> [Written exercise]
Reproduce only the records between the lines holding "For every instance of the child's right" and "[[216, 784]]", inclusive, requests included, adding 93 to every coordinate in the answer points and leaving the sample forms in the requests unchanged.

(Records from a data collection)

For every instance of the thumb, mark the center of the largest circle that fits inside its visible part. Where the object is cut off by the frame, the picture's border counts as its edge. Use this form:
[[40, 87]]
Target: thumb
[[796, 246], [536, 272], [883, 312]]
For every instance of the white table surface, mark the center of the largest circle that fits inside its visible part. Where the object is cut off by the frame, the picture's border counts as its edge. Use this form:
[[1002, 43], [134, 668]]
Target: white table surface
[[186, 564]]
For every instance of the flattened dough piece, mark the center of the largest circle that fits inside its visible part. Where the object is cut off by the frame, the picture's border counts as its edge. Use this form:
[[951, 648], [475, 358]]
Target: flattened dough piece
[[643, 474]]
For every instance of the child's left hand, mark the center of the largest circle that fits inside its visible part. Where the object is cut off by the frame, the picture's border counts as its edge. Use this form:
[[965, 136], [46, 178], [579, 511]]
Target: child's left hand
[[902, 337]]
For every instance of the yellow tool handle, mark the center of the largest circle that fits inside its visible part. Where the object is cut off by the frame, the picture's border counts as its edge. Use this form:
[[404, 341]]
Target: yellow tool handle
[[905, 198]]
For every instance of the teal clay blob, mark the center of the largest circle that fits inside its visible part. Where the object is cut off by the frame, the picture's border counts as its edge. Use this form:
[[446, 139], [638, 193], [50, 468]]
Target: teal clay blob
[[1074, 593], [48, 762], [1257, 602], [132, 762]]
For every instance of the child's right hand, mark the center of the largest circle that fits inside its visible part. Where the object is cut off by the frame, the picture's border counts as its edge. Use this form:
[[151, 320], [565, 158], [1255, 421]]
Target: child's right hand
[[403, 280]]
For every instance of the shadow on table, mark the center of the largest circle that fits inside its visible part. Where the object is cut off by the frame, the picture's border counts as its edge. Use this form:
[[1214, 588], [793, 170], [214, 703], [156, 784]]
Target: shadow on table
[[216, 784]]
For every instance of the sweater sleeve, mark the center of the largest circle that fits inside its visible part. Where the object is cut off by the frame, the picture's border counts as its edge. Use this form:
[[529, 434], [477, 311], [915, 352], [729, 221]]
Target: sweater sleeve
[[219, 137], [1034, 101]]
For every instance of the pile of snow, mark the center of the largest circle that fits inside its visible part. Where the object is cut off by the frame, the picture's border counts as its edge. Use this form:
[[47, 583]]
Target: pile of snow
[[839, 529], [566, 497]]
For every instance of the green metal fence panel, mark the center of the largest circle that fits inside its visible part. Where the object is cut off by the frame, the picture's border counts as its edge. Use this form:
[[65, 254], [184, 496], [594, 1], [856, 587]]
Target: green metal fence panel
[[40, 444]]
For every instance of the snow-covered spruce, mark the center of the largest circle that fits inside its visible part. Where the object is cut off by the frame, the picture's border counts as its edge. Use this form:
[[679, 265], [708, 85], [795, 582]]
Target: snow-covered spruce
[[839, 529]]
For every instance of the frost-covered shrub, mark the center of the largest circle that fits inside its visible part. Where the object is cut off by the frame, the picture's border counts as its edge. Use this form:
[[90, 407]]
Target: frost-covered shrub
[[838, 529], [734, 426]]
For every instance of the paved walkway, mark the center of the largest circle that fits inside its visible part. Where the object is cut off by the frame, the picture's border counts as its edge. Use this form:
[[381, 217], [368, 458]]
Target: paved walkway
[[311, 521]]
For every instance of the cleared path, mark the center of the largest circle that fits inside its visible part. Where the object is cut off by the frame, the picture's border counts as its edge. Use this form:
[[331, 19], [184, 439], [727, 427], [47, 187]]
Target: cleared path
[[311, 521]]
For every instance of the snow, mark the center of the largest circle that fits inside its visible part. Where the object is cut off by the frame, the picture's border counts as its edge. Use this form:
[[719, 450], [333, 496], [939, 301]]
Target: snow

> [Exercise answer]
For every instance of the child's right hand, mark the center of the largest circle that fits inside its visible part. Where the object is cut off by the frame, the picture's border counts as its edge. Use this form:
[[151, 320], [565, 158], [1255, 421]]
Target: child's right hand
[[496, 373]]
For every instance of the shadow on table, mark the center of the largest circle that fits inside its visible part. Where the object is cut off by the frame, the picture's border counts as its edge. Use this form:
[[1214, 588], [793, 170], [214, 703], [156, 784]]
Target: shadow on table
[[309, 877]]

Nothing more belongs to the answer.